-- Start --
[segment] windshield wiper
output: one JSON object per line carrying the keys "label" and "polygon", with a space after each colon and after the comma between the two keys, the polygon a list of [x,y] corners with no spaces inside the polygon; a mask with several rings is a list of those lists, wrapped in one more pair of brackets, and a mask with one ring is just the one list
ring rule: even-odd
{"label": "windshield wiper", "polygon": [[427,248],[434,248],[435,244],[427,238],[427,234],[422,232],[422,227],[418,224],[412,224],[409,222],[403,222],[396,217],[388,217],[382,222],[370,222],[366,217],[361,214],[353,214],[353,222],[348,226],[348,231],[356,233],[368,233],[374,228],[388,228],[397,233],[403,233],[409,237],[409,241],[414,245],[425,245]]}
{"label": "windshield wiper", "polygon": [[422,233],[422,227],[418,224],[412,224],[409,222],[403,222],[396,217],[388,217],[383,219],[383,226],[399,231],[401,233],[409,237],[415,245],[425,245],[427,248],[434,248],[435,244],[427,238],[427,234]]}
-- End --
Copy out every line of the material above, character for character, with no changes.

• **Result**
[segment] windshield wiper
output: one JSON object per line carrying the keys "label" and "polygon", with a space after each colon and after the comma between the two keys, the polygon a list of [x,y] corners with no spaces inside the polygon; a mask with several rings is a list of those lists, wrapped in one more pair of brackets, and a mask with one ring is just the one list
ring rule: even-odd
{"label": "windshield wiper", "polygon": [[427,248],[434,248],[435,244],[427,238],[427,234],[422,232],[422,227],[418,224],[412,224],[409,222],[403,222],[396,217],[388,217],[382,222],[370,222],[366,217],[361,214],[353,214],[353,222],[348,226],[348,231],[356,233],[368,233],[374,228],[388,228],[397,233],[403,233],[409,237],[409,241],[414,245],[425,245]]}
{"label": "windshield wiper", "polygon": [[422,233],[422,227],[418,224],[412,224],[409,222],[403,222],[396,217],[388,217],[383,219],[383,226],[399,231],[401,233],[409,237],[415,245],[425,245],[427,248],[434,248],[435,244],[427,238],[427,234]]}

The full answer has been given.